> GIVEN TASK:
Can you rewrite every line of the records below as a JSON list of strings, one string per line, with blank lines skipped and the pictures left out?

> Dataset records:
* * *
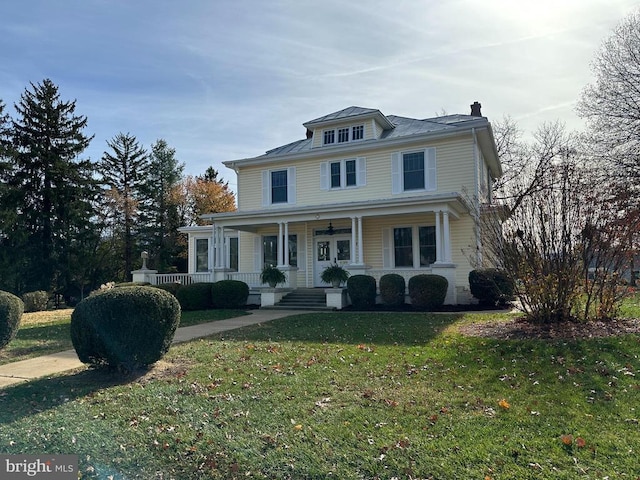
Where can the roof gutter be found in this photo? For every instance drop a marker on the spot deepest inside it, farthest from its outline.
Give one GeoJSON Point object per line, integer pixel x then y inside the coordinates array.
{"type": "Point", "coordinates": [356, 147]}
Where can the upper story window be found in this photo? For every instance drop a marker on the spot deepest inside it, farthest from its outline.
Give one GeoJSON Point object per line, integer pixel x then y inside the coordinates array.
{"type": "Point", "coordinates": [350, 172]}
{"type": "Point", "coordinates": [329, 137]}
{"type": "Point", "coordinates": [202, 255]}
{"type": "Point", "coordinates": [413, 171]}
{"type": "Point", "coordinates": [357, 132]}
{"type": "Point", "coordinates": [344, 135]}
{"type": "Point", "coordinates": [279, 186]}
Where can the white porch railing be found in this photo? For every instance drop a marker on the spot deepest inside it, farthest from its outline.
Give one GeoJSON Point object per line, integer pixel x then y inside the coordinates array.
{"type": "Point", "coordinates": [250, 278]}
{"type": "Point", "coordinates": [183, 278]}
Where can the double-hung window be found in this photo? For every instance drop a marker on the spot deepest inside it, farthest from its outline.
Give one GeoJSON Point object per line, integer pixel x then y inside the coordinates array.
{"type": "Point", "coordinates": [202, 255]}
{"type": "Point", "coordinates": [413, 171]}
{"type": "Point", "coordinates": [409, 247]}
{"type": "Point", "coordinates": [279, 187]}
{"type": "Point", "coordinates": [329, 137]}
{"type": "Point", "coordinates": [347, 173]}
{"type": "Point", "coordinates": [357, 132]}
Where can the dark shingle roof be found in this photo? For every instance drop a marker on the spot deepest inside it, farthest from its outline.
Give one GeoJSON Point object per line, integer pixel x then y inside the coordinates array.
{"type": "Point", "coordinates": [401, 127]}
{"type": "Point", "coordinates": [341, 114]}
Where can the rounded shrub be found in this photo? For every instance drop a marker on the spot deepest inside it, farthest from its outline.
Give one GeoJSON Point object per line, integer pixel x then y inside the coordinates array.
{"type": "Point", "coordinates": [427, 292]}
{"type": "Point", "coordinates": [491, 286]}
{"type": "Point", "coordinates": [196, 296]}
{"type": "Point", "coordinates": [124, 328]}
{"type": "Point", "coordinates": [362, 291]}
{"type": "Point", "coordinates": [229, 294]}
{"type": "Point", "coordinates": [11, 309]}
{"type": "Point", "coordinates": [392, 288]}
{"type": "Point", "coordinates": [169, 287]}
{"type": "Point", "coordinates": [35, 301]}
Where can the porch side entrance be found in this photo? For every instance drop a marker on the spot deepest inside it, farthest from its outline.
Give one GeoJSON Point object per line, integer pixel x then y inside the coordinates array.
{"type": "Point", "coordinates": [329, 250]}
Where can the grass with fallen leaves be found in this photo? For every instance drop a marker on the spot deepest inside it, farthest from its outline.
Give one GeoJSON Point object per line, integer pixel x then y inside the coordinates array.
{"type": "Point", "coordinates": [349, 396]}
{"type": "Point", "coordinates": [42, 333]}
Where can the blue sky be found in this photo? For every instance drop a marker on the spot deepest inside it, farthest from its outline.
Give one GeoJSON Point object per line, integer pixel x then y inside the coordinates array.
{"type": "Point", "coordinates": [228, 79]}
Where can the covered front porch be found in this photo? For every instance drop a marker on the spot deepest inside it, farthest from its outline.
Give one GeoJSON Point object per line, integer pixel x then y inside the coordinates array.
{"type": "Point", "coordinates": [407, 236]}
* * *
> RESPONSE TO THE TASK:
[
  "Where can the roof gutter be found in this photo? For every instance drop a marker on the spot deepest inside it, farthest from its outline.",
  "Give one GeoJSON Point object per line, integer pixel x then y inside the coordinates array.",
  "{\"type\": \"Point\", \"coordinates\": [356, 147]}",
  "Where can the upper story window be found in this photo? For every instance drop a marker on the spot deepest inside it, farthest from its outline.",
  "Give one GeoJSON Point object per line, integer pixel x then y inside the coordinates array.",
  "{\"type\": \"Point\", \"coordinates\": [350, 172]}",
  "{\"type\": \"Point\", \"coordinates\": [329, 137]}",
  "{\"type\": \"Point\", \"coordinates\": [202, 255]}",
  "{\"type\": \"Point\", \"coordinates\": [413, 171]}",
  "{\"type\": \"Point\", \"coordinates\": [357, 132]}",
  "{\"type\": \"Point\", \"coordinates\": [344, 135]}",
  "{\"type\": \"Point\", \"coordinates\": [279, 186]}",
  "Where can the white porch railing be found in this photo? For every instance drop a marker on the spot deepest inside it, farthest from its outline.",
  "Give one GeoJSON Point object per line, integer pixel x then y inside the coordinates array.",
  "{\"type\": \"Point\", \"coordinates\": [250, 278]}",
  "{\"type\": \"Point\", \"coordinates\": [183, 278]}",
  "Where can the double-hung window be found in this photo? For every instance drop a marker on the spot deepest inside it, farthest from its outline.",
  "Give one GeoJSON Point object per line, integer pixel x then y inside the coordinates array.",
  "{\"type\": \"Point\", \"coordinates\": [202, 255]}",
  "{\"type\": \"Point\", \"coordinates\": [413, 171]}",
  "{\"type\": \"Point\", \"coordinates\": [409, 247]}",
  "{\"type\": \"Point\", \"coordinates\": [279, 187]}",
  "{\"type\": \"Point\", \"coordinates\": [329, 137]}",
  "{\"type\": \"Point\", \"coordinates\": [347, 173]}",
  "{\"type\": \"Point\", \"coordinates\": [357, 132]}",
  "Where can the dark shingle roof be found in this photo? For every instance drop a marker on the spot deepest inside it, farthest from its outline.",
  "Give one GeoJSON Point object per line, integer pixel x then y inside the coordinates array.",
  "{\"type\": \"Point\", \"coordinates\": [401, 127]}",
  "{\"type\": \"Point\", \"coordinates\": [341, 114]}",
  "Where can the rounded shrub be found in this photo? For every instance drop a marker on the spot deepest inside it, farthest from its outline.",
  "Give one GeoJSON Point object per line, integer pixel x then y inside the coordinates array.",
  "{\"type\": \"Point\", \"coordinates\": [427, 292]}",
  "{\"type\": \"Point\", \"coordinates\": [491, 286]}",
  "{\"type\": \"Point\", \"coordinates\": [196, 296]}",
  "{\"type\": \"Point\", \"coordinates\": [124, 328]}",
  "{\"type\": \"Point\", \"coordinates\": [362, 291]}",
  "{\"type\": \"Point\", \"coordinates\": [229, 294]}",
  "{\"type\": \"Point\", \"coordinates\": [11, 309]}",
  "{\"type\": \"Point\", \"coordinates\": [392, 288]}",
  "{\"type\": \"Point\", \"coordinates\": [169, 287]}",
  "{\"type\": \"Point\", \"coordinates\": [35, 301]}",
  "Where can the porch side entrance be found in this photo? For every instance drop a marker on the spot deepest inside it, farthest from its outline.",
  "Give one GeoJSON Point object per line, integer pixel x then y inside the coordinates array.",
  "{\"type\": \"Point\", \"coordinates\": [329, 250]}",
  "Where can the grass with fallen leaves be found in this photo? For every instance drop a marker on the spot deepest inside it, farthest from its outline.",
  "Give one GeoJSON Point object per line, integer pixel x then y inside the coordinates array.",
  "{\"type\": \"Point\", \"coordinates\": [349, 396]}",
  "{\"type\": \"Point\", \"coordinates\": [42, 333]}",
  "Where can the blue sky be found in this photo? For every instance drop a marker on the spot deepest inside it, farthest from its outline.",
  "Give one GeoJSON Point object per line, integer pixel x then y inside the coordinates array.",
  "{\"type\": \"Point\", \"coordinates\": [228, 79]}",
  "Where can the covered front porch be found in this photo? For every instance drop a marker on the spot deepest inside it, farthest from its outline.",
  "Give one GeoJSON Point object per line, integer pixel x then y inside the coordinates array.",
  "{\"type\": \"Point\", \"coordinates\": [407, 236]}"
]